Rows from a pointing dataset
☆ ☆ ☆ ☆ ☆ ☆ ☆
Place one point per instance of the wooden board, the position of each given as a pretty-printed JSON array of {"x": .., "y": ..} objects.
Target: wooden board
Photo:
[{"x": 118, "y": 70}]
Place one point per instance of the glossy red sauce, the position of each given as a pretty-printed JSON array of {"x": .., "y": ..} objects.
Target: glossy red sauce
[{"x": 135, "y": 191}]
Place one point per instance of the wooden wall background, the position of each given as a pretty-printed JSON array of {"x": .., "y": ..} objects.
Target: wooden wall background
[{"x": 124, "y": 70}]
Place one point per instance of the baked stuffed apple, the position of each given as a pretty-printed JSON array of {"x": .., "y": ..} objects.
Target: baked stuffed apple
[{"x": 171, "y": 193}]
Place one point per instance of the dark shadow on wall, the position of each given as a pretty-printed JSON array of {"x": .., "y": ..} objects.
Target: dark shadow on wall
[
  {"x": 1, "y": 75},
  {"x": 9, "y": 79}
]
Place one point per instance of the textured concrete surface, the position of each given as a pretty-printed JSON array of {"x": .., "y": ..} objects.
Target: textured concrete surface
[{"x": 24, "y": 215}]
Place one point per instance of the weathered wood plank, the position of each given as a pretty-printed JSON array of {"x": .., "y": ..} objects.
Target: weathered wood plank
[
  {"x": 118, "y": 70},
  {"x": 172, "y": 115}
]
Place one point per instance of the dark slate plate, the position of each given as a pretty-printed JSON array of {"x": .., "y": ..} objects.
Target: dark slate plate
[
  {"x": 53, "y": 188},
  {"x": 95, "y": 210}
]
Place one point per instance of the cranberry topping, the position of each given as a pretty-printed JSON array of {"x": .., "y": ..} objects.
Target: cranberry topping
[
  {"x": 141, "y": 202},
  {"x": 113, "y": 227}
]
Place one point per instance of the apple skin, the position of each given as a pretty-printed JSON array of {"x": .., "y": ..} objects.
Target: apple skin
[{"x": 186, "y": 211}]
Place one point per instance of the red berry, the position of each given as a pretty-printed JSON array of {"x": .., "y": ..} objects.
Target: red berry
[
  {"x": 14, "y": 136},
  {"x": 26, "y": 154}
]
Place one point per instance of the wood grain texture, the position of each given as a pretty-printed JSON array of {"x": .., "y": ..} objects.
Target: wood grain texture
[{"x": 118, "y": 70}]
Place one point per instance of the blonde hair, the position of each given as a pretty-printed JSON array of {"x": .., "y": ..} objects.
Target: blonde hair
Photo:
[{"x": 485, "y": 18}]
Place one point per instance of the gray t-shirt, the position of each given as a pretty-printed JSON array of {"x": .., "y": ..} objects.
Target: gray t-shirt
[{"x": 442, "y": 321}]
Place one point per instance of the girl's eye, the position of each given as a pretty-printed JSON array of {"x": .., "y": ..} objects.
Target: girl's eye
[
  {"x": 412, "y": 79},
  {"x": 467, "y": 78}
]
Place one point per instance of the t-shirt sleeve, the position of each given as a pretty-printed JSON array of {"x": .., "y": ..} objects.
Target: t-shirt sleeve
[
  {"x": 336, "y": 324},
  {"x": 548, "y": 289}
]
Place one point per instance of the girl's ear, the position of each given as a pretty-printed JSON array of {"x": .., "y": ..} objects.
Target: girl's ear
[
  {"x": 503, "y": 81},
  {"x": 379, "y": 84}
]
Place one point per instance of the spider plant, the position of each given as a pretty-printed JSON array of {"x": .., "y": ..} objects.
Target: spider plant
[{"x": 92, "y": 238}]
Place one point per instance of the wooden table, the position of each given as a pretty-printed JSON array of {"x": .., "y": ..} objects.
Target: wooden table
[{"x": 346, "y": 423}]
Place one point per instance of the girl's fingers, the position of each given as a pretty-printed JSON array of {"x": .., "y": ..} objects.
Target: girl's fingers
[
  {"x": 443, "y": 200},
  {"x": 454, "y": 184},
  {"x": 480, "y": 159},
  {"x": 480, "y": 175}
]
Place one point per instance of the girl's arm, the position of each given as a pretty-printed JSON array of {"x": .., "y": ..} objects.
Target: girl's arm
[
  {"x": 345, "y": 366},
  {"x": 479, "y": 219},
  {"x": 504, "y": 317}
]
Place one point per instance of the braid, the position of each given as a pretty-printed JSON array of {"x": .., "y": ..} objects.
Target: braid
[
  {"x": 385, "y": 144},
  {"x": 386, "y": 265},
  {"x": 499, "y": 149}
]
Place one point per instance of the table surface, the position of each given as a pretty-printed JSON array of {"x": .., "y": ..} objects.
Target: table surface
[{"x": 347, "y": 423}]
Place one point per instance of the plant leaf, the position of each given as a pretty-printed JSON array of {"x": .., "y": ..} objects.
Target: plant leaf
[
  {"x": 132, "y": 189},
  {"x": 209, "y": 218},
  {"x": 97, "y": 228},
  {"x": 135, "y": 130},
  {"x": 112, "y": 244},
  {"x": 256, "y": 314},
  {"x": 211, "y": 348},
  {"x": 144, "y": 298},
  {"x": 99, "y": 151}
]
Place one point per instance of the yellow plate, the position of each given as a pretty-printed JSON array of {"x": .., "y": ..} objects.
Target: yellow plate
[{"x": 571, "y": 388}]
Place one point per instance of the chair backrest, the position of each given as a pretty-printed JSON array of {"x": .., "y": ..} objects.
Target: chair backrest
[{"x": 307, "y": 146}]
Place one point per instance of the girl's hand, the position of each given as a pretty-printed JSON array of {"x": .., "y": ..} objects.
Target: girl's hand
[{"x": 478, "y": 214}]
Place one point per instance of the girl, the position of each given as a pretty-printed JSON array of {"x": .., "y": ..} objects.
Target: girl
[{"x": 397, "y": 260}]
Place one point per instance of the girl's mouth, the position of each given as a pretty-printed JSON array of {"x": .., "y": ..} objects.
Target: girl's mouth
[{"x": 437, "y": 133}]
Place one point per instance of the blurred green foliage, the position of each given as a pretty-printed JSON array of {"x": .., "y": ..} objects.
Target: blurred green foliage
☆ ☆ ☆ ☆ ☆ ☆ ☆
* **Exercise instructions**
Your task is to repeat the data exactly; please include every line.

* **Written solution**
Place one point per instance of the wooden board, the position of each given as a pretty-printed JSON array of {"x": .., "y": ..} objects.
Target: wooden board
Photo:
[{"x": 118, "y": 70}]
Place one point per instance of the glossy red sauce, the position of each given as a pretty-printed JSON array of {"x": .., "y": ..} objects.
Target: glossy red sauce
[{"x": 135, "y": 191}]
Place one point per instance of the wooden wall background, the position of each given as a pretty-printed JSON array of {"x": .., "y": ..} objects.
Target: wooden wall background
[{"x": 124, "y": 70}]
Place one point per instance of the baked stuffed apple, the position of each given as a pretty-printed JSON array of {"x": .., "y": ..} objects.
Target: baked stuffed apple
[{"x": 171, "y": 193}]
Place one point per instance of the dark shadow on wall, the position of each given as a pretty-printed JSON array of {"x": .., "y": ..} objects.
Target: dark shadow on wall
[
  {"x": 1, "y": 75},
  {"x": 9, "y": 79}
]
Place one point per instance of the textured concrete surface, the position of each given as a pretty-printed JSON array of {"x": .., "y": ..} objects.
Target: textured concrete surface
[{"x": 24, "y": 215}]
Place one point per instance of the weathered wood plank, the position of each given as a pretty-printed JSON array of {"x": .., "y": ..} objects.
Target: weathered wood plank
[
  {"x": 118, "y": 70},
  {"x": 172, "y": 115}
]
Place one point per instance of the dark slate plate, the position of each given as a pretty-printed JSON array of {"x": .., "y": ..} objects.
Target: dark slate plate
[
  {"x": 53, "y": 188},
  {"x": 95, "y": 210}
]
Place one point per instance of the cranberry topping, the position of each given as a pretty-printed JSON array of {"x": .., "y": ..} objects.
Target: cranberry topping
[
  {"x": 141, "y": 202},
  {"x": 113, "y": 227}
]
Place one point per instance of the apple skin, the position of each given as a pretty-printed JSON array of {"x": .., "y": ..} objects.
Target: apple skin
[{"x": 186, "y": 211}]
Place one point per instance of the red berry, the position of each given as a pretty-printed JSON array of {"x": .., "y": ..} objects.
Target: red berry
[
  {"x": 14, "y": 136},
  {"x": 26, "y": 154}
]
Place one point per instance of the wood grain texture, the position of each given as a pretty-printed JSON array of {"x": .., "y": ..} objects.
Target: wood grain texture
[{"x": 118, "y": 70}]
Place one point per instance of the blonde hair, the position of each given as a pretty-printed JSON array of {"x": .., "y": ..} objects.
Target: blonde hair
Photo:
[{"x": 485, "y": 18}]
Place one point per instance of the gray t-shirt, the position of each given as a pretty-printed JSON array of {"x": .., "y": ..} objects.
Target: gray t-shirt
[{"x": 442, "y": 321}]
Place one point per instance of the girl's eye, the position of each given as a pretty-printed JSON array of {"x": .., "y": ..} objects.
Target: girl's eye
[
  {"x": 412, "y": 79},
  {"x": 467, "y": 78}
]
Place one point per instance of the t-shirt sleeve, the position of each given as a pretty-printed JSON array of {"x": .., "y": ..} objects.
Target: t-shirt sleeve
[
  {"x": 336, "y": 324},
  {"x": 548, "y": 289}
]
Place one point per instance of the girl's ear, the position of each given as a pretty-printed JSON array of {"x": .., "y": ..} objects.
Target: girl's ear
[
  {"x": 503, "y": 81},
  {"x": 379, "y": 84}
]
Place one point per instance of the spider plant, the position of each given as a pretty-printed JSON array of {"x": .., "y": ..} objects.
Target: spider plant
[{"x": 92, "y": 238}]
Place one point per instance of the wooden table, the position of each given as a pretty-printed JSON array of {"x": .., "y": ..} objects.
Target: wooden table
[{"x": 346, "y": 423}]
Place one point per instance of the girl's fingers, the position of each given as a pretty-printed JSON array of {"x": .., "y": ..} objects.
Target: girl's fingers
[
  {"x": 443, "y": 200},
  {"x": 454, "y": 184},
  {"x": 480, "y": 159},
  {"x": 480, "y": 175}
]
Place one point per instance of the girl's arm, the position of each given as a pretty-printed JSON array of {"x": .., "y": ..} objects.
Target: girl's arm
[
  {"x": 345, "y": 366},
  {"x": 479, "y": 219},
  {"x": 504, "y": 317}
]
Place one point per instance of the braid, the position of each given as a pretty-printed JSON array of {"x": .., "y": ..} objects.
Target: braid
[
  {"x": 385, "y": 144},
  {"x": 386, "y": 265},
  {"x": 499, "y": 149}
]
Place one point per instance of the table surface, the position of each given as a pretty-printed JSON array of {"x": .., "y": ..} objects.
Target: table surface
[{"x": 347, "y": 423}]
Place one point per instance of the plant leaf, the position of each given as a pretty-printed JSON array of {"x": .., "y": ..} objects.
Target: plant leaf
[
  {"x": 132, "y": 189},
  {"x": 209, "y": 218},
  {"x": 97, "y": 228},
  {"x": 135, "y": 130},
  {"x": 112, "y": 244},
  {"x": 256, "y": 314},
  {"x": 211, "y": 348},
  {"x": 144, "y": 298},
  {"x": 99, "y": 151}
]
Place one point per instance of the yellow plate, the position of each given as a pretty-printed JSON array of {"x": .., "y": ..} objects.
Target: yellow plate
[{"x": 571, "y": 388}]
Place one point per instance of the chair backrest, the position of each given as a pretty-printed JSON array of {"x": .., "y": ..} objects.
Target: chair backrest
[{"x": 307, "y": 146}]
Place one point per instance of the girl's hand, the position of each given as a pretty-printed JSON array of {"x": .., "y": ..} objects.
Target: girl's hand
[{"x": 478, "y": 214}]
Place one point per instance of the girl, the position of each given as a pretty-printed JSON array of {"x": .., "y": ..} objects.
Target: girl
[{"x": 397, "y": 260}]
Place one point per instance of the girl's mouth, the position of each given as a pretty-printed JSON array of {"x": .., "y": ..} objects.
Target: girl's mouth
[{"x": 437, "y": 133}]
Place one point per instance of the blurred green foliage, the position of each given as a pretty-printed JSON array of {"x": .., "y": ..} objects.
Target: blurred green foliage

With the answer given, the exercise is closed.